- **DOCUMENT PASSAGE**:

╭──

Sabak  (Malay: Sabak) is a coastal town in Sabak Bernam District, Selangor, Malaysia. It is situated on the northwestern corner of Selangor, just south of the Bernam River, Selangor's natural border with Perak.

Major economic activities in the town are palm oil plantations ran by individuals as well as private organizations such as Sime Darby. This town is undergoing infrastructure development with added shops and drainage systems.

Sabak is the northernmost and westernmost town in Selangor, and is the furthest constituency from both Shah Alam and Kuala Lumpur. It is a 2-hour drive on Highway 5 from downtown Kuala Lumpur.

╰──

- **GIVEN RECORDS**:

╭──

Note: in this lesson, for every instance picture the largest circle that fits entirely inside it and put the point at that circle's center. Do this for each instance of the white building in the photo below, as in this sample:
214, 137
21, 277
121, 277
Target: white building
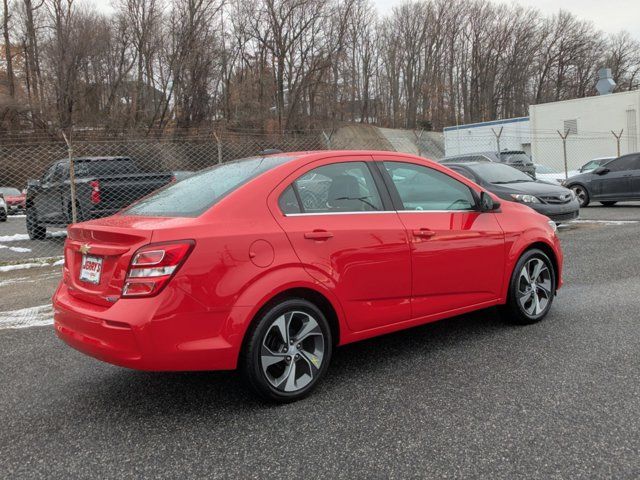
481, 137
590, 122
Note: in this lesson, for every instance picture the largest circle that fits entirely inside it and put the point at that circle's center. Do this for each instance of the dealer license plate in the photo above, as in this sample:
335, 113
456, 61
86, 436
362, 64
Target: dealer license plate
91, 269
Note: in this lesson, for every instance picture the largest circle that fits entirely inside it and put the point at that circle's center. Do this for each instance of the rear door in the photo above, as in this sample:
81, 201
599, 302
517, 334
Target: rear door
49, 200
635, 176
347, 235
616, 183
457, 251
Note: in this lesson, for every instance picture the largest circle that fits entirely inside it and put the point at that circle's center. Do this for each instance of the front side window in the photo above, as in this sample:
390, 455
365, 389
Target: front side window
335, 188
622, 164
423, 188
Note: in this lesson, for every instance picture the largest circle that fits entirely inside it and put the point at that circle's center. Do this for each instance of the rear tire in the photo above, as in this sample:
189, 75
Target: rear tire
531, 289
34, 230
287, 351
581, 194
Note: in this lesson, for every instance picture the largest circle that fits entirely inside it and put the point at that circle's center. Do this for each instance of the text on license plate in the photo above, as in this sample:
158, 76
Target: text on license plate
91, 269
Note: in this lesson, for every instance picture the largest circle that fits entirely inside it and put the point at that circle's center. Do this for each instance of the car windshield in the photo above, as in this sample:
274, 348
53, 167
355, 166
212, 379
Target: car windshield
499, 173
594, 164
196, 194
6, 191
544, 169
515, 157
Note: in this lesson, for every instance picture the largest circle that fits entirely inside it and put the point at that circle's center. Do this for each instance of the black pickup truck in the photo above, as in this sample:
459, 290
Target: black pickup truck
104, 185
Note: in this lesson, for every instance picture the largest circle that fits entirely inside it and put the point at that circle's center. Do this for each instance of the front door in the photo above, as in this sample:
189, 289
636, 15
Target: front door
348, 237
457, 252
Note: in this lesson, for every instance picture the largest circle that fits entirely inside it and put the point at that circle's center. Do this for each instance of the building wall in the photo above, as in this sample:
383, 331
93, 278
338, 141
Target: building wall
480, 137
595, 118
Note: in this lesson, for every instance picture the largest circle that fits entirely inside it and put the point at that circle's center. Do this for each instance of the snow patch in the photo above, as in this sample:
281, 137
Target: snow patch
19, 237
607, 222
45, 262
27, 317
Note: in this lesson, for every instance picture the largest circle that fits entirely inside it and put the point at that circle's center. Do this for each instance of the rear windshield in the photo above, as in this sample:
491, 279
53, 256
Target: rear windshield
104, 167
515, 157
196, 194
499, 173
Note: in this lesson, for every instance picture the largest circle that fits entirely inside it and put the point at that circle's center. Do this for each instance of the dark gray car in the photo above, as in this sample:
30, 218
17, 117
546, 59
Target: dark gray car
615, 181
556, 202
515, 158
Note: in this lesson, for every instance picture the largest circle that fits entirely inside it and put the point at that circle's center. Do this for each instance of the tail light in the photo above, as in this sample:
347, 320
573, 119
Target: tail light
95, 191
152, 266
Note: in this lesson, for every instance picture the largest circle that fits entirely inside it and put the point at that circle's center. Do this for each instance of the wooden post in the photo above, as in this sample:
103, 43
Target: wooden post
564, 149
618, 136
72, 179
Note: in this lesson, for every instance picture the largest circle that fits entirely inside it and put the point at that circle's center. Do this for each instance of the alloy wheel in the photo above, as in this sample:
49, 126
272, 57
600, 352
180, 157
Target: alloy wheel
292, 351
534, 287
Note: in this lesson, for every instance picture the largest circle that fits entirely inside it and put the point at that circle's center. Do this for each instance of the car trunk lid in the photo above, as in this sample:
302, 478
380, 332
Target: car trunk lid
105, 246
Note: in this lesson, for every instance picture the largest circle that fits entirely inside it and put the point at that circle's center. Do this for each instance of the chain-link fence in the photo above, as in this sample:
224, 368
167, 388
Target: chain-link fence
111, 174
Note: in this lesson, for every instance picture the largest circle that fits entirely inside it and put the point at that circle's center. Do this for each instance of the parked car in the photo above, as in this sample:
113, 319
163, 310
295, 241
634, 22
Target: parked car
554, 201
548, 174
515, 158
201, 276
14, 198
104, 185
3, 209
594, 163
617, 180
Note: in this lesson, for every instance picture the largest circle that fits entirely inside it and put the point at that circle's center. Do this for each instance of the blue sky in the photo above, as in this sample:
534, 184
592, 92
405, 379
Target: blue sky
610, 16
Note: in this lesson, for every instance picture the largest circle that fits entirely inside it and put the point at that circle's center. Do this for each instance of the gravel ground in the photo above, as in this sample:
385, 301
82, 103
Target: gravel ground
468, 397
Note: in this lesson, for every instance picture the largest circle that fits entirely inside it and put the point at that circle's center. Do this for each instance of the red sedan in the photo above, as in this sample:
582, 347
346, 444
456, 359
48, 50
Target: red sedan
267, 264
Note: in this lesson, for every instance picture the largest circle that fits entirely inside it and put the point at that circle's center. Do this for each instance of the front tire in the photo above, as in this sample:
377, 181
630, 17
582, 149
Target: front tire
287, 352
34, 230
581, 194
531, 289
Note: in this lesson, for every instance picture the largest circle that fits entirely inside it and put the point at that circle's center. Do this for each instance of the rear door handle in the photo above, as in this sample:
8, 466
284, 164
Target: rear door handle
318, 235
424, 233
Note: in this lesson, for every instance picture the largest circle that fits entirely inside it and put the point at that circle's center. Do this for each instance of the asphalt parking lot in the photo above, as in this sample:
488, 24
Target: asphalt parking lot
469, 397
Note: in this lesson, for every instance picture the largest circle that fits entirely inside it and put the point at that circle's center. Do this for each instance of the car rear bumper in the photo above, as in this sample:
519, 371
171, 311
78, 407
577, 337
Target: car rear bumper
559, 213
148, 334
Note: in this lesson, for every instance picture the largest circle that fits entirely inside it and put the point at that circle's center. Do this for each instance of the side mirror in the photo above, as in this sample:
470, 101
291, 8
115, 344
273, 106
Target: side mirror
487, 204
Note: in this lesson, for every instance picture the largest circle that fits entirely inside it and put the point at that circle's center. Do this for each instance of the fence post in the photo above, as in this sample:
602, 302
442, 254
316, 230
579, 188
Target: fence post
618, 139
72, 179
498, 135
327, 139
564, 150
219, 144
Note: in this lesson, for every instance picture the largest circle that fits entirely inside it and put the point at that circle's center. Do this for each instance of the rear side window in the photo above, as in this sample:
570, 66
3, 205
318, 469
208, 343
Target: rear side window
423, 188
104, 167
289, 202
196, 194
338, 187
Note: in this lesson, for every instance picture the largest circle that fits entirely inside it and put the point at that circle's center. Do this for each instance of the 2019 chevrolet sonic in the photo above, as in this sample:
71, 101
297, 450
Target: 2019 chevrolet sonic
267, 264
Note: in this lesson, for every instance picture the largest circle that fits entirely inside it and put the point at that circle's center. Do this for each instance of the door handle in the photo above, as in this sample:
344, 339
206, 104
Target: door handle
318, 235
424, 233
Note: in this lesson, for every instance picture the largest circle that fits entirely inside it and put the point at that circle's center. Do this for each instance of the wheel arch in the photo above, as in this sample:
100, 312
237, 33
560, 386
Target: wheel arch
327, 306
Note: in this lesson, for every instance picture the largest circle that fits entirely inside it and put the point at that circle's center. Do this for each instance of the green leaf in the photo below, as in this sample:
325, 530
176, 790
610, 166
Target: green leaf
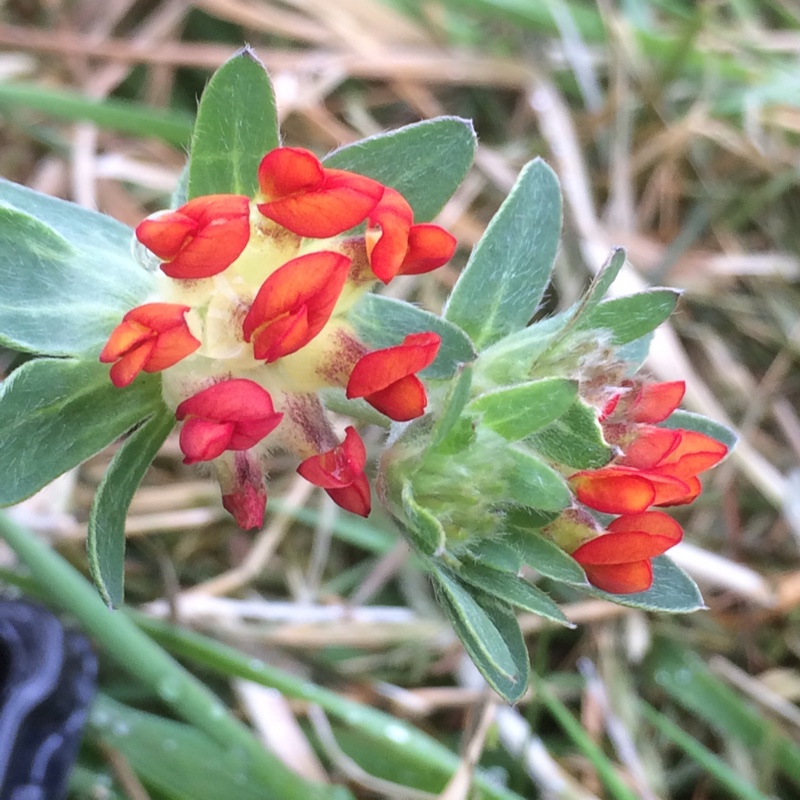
512, 590
673, 591
533, 483
422, 527
575, 439
425, 162
175, 758
496, 554
384, 322
517, 411
236, 126
106, 537
56, 413
689, 683
67, 275
629, 318
120, 115
505, 278
476, 619
602, 283
697, 422
543, 555
453, 405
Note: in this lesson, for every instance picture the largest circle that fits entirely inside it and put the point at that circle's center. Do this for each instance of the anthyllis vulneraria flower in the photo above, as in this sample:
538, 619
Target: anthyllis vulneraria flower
249, 321
655, 466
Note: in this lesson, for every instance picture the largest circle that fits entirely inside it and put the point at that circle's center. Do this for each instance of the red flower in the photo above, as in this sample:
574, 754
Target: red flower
244, 495
649, 402
294, 303
386, 379
311, 200
151, 337
340, 472
232, 415
619, 561
625, 490
399, 247
201, 238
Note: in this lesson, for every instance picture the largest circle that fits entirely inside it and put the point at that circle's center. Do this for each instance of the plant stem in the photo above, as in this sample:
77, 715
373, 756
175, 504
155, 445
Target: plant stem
143, 659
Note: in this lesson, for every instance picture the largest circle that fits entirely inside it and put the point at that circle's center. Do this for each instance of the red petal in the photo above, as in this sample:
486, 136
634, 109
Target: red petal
339, 467
354, 498
124, 338
401, 401
621, 578
171, 347
694, 453
622, 548
387, 249
652, 522
429, 247
239, 403
131, 364
166, 234
305, 288
235, 400
650, 447
220, 234
654, 402
203, 440
380, 369
613, 490
690, 493
310, 200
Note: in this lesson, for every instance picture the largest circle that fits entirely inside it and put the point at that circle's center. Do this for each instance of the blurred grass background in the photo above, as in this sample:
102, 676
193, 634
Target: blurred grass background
674, 128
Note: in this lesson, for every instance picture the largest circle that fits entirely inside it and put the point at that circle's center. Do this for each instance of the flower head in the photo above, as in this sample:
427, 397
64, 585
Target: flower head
233, 415
274, 314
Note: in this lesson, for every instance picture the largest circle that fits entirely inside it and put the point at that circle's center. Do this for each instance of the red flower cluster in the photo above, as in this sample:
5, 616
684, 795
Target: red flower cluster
278, 291
658, 467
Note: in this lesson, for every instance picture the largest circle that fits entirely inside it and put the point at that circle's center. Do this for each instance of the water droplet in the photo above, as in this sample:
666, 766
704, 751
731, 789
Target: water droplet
169, 689
148, 261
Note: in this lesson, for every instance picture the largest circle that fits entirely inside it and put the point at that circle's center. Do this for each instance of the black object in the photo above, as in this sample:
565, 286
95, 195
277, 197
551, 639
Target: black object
48, 677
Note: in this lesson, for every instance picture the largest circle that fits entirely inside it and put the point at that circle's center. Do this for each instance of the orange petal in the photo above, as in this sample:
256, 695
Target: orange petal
204, 440
378, 370
294, 303
239, 403
649, 447
429, 247
624, 547
653, 522
694, 453
124, 338
402, 400
221, 232
621, 578
387, 247
310, 200
613, 490
654, 402
355, 497
131, 364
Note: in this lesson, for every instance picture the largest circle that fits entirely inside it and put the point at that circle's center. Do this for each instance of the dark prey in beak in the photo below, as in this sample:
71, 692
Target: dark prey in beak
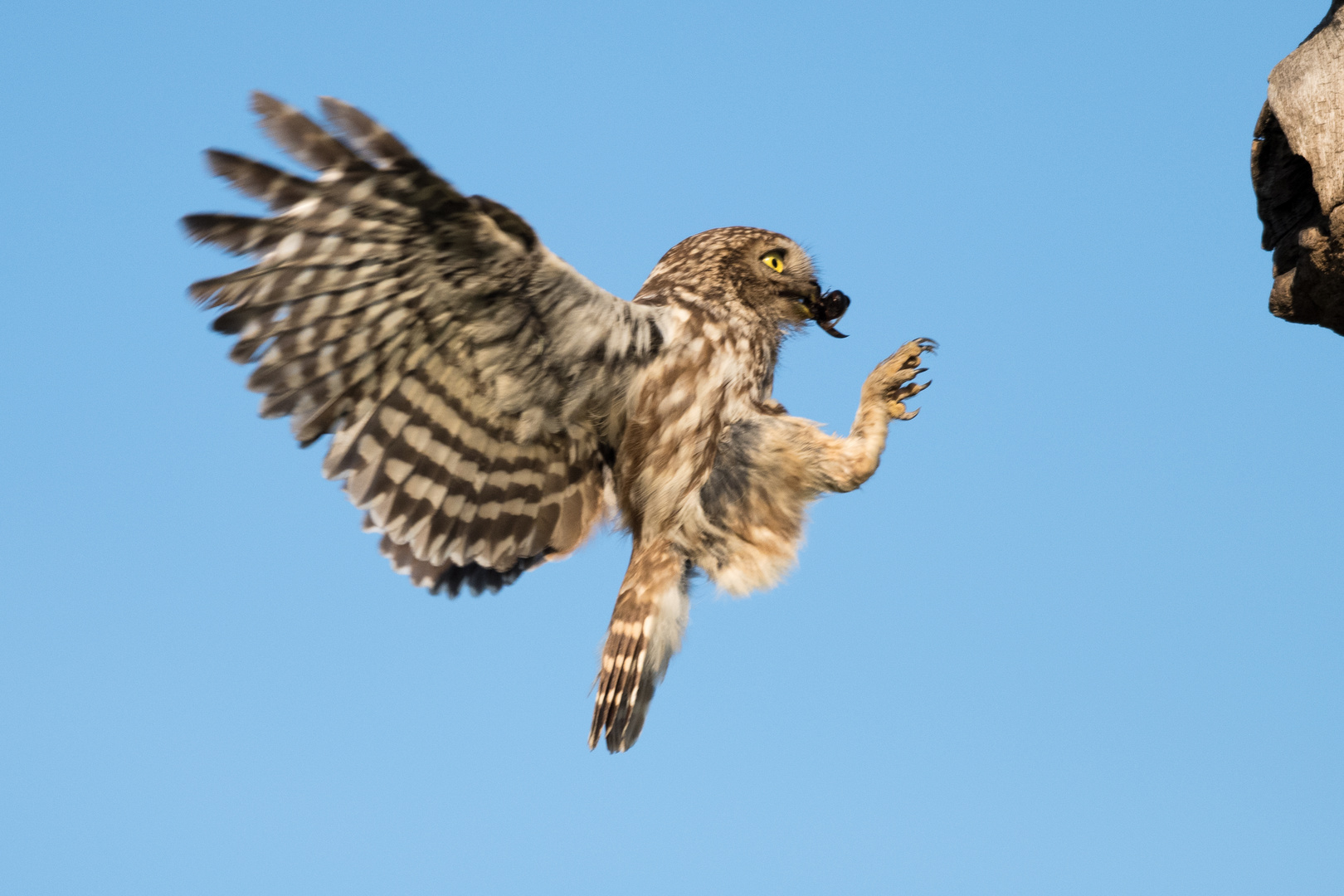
827, 309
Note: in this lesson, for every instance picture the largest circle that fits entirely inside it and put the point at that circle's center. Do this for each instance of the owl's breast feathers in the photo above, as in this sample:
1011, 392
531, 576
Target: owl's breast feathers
706, 457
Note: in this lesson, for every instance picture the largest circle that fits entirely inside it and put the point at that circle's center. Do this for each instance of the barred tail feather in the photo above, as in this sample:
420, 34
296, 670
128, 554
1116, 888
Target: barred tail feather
647, 625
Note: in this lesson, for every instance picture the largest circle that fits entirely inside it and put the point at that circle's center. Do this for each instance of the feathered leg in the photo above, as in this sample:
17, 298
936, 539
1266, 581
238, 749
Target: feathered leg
647, 625
847, 462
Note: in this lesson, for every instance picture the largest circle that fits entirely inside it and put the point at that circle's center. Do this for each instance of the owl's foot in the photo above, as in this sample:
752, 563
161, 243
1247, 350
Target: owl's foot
894, 377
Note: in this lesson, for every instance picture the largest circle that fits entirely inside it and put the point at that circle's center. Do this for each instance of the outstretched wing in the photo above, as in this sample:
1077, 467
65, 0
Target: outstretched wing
465, 371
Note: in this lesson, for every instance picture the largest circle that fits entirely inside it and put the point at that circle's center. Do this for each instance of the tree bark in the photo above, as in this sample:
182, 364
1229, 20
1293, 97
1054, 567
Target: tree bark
1298, 169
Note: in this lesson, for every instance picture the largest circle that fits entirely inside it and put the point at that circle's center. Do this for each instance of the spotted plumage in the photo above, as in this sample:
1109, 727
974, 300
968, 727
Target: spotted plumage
489, 406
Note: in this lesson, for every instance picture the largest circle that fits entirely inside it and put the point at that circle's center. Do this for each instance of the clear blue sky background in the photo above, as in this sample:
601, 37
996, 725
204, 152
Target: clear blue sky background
1081, 635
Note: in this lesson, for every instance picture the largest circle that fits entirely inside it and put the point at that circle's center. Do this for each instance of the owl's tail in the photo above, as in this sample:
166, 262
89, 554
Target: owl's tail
647, 624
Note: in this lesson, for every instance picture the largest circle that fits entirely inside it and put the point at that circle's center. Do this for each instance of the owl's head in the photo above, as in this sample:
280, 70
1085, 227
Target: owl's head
754, 269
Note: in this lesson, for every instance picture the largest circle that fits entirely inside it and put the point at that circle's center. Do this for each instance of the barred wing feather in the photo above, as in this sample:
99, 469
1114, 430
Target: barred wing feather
465, 373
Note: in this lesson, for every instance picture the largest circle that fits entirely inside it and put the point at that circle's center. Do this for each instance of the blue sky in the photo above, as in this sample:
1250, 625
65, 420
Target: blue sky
1081, 633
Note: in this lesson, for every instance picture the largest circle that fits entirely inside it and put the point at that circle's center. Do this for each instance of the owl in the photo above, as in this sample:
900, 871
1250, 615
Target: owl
489, 407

╰──

- **TASKS AND EXERCISES**:
A) According to the passage on Sabak, which river forms Selangor's natural border with Perak?
B) Continue the passage on Sabak, which appears before the data, from its last sentence onward.

- **ANSWERS BY TASK**:
A) The Bernam River.

B)
Politics and government
Sabak is represented in the Selangor State Legislative Assembly by PAS's Sallehen Mukhyi.

On the national level, Sabak town is within the Sabak Bernam electoral district, represented by Dato' Haji Mohd Fasiah bin Mohd Fakeh, from UMNO.

Sabak town, along with the entire Sabak Bernam constituency, forms the municipal area of the Sabak Bernam District Council (Majlis Daerah Sabak Bernam).

Public transportation
Sabak Bernam is inaccessible from any railway/metro service, though there is a daily bus service, known as the Sabak Bernam-Kuala Lumpur Ekspres, running seven trips a day from Pudu Sentral ( LRT Plaza Rakyat/ MRT Merdeka) to Sabak Bernam, Sekinchan, Sungai Besar and as far as Teluk Intan.

Notable Attractions
 Sabak Bernam Waterfront
 Sabak Bernam Museum
 Bernam River boat ports

Places of Worship
 Masjid Jamek Sultan Hishamuddin
 Sabak Bernam Thien Hock Kong Temple (沙白安南河边街天福宫), founded in 1890
 Sabak Bernam Guan Di Temple (沙白安南河畔关帝庙)
 Sabak Bernam Theam Hock Keong (沙白安南天福宫)
 Sabak Bernam Tian Fa Gong (沙白安南六条沟天法宫)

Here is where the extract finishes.